Supplied passage
- Opening Delimiter -

I'm not sure you can sort this out.

~~ Paul
I don't think you quite realise how radical Hoffman's theory is - at least as I understand it. None of the 'real' world resembles its interface - and that includes the human brain. If Mycoplasma genitalium organisms are conscious, they might have a very complex interface, but one that didn't include the concept of a brain!

David
 
I think it helps to put the Interface Theory into perspective by thinking about the perceptions of Mycoplasma genitalium. There is not enough processing power there to produce an interface that's very different from the actual world.

~~ Paul

This is a significant and insightful comment. The general methods for measuring biophysics are no different with bacteria or men. At the physical level of abstraction, there still will be patterns of electrical charges relating to molecular signaling about the interesting signals from the external environment. There will be distinct evidence of physical processes that correlate to information processes, such as detecting opportunities (affordances) and "understanding" them in terms of logical behavior. Micro-organisms probably have no self-awareness, due to their limited ability to integrate information.

However, it is obvious from observation that microbia behaves in its own self-interest and this capability can be benchmarked and measured. There is no reason not to measure informational output, as well as physical output. Mycoplasma genitalium surely doesn't understand itself, but with its very small number of genes, it still purposefully directs its biological efforts at essential fitness functions.

- Closing Delimiter -

The data
- Opening Delimiter -

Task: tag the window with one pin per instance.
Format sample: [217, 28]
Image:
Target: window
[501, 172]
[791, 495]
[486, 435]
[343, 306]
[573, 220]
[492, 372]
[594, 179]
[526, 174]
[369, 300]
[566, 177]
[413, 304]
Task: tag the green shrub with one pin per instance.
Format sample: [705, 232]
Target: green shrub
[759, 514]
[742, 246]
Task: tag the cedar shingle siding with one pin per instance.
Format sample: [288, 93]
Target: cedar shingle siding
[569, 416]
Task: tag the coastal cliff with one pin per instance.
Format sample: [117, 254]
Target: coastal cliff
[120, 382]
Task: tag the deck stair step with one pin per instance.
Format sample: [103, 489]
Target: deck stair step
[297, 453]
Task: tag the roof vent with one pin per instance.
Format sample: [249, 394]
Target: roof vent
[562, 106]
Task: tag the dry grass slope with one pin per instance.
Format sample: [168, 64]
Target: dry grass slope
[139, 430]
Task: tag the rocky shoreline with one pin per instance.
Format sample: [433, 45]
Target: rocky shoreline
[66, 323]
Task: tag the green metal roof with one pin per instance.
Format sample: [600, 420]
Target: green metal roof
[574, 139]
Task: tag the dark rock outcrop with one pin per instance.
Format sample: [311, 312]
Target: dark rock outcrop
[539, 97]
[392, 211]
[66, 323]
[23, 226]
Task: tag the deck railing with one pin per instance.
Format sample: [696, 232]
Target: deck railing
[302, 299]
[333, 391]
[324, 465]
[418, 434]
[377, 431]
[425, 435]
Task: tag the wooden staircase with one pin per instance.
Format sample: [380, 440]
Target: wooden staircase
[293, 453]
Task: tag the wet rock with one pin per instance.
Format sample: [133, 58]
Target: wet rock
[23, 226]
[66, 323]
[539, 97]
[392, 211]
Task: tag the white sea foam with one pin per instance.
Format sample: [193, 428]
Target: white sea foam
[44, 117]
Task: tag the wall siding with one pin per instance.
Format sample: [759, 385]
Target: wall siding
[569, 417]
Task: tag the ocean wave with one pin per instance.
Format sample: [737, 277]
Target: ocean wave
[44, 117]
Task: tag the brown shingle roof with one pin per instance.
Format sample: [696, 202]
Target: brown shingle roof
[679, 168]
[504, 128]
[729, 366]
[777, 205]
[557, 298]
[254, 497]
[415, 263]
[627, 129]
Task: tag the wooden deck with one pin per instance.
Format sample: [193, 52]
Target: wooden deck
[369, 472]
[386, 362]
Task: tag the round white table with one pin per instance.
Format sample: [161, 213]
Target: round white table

- Closing Delimiter -

Questions on the material
[1] Decide whether each statement agrees with the exchange on Interface Theory. Answer yes or no for (a), (b) and (c), and quote the deciding words of the text.
(a) Micro-organisms probably have self-awareness.
(b) The general methods for measuring biophysics differ between bacteria and men.
(c) Mycoplasma genitalium has a very small number of genes.
[2] In the exchange on Interface Theory, what does Mycoplasma genitalium lack that would let it produce an interface very different from the actual world?

Replies
[1]
(a) No: "Micro-organisms probably have no self-awareness, due to their limited ability to integrate information."
(b) No: "The general methods for measuring biophysics are no different with bacteria or men."
(c) Yes: "with its very small number of genes, it still purposefully directs its biological efforts at essential fitness functions."

[2] It lacks enough processing power.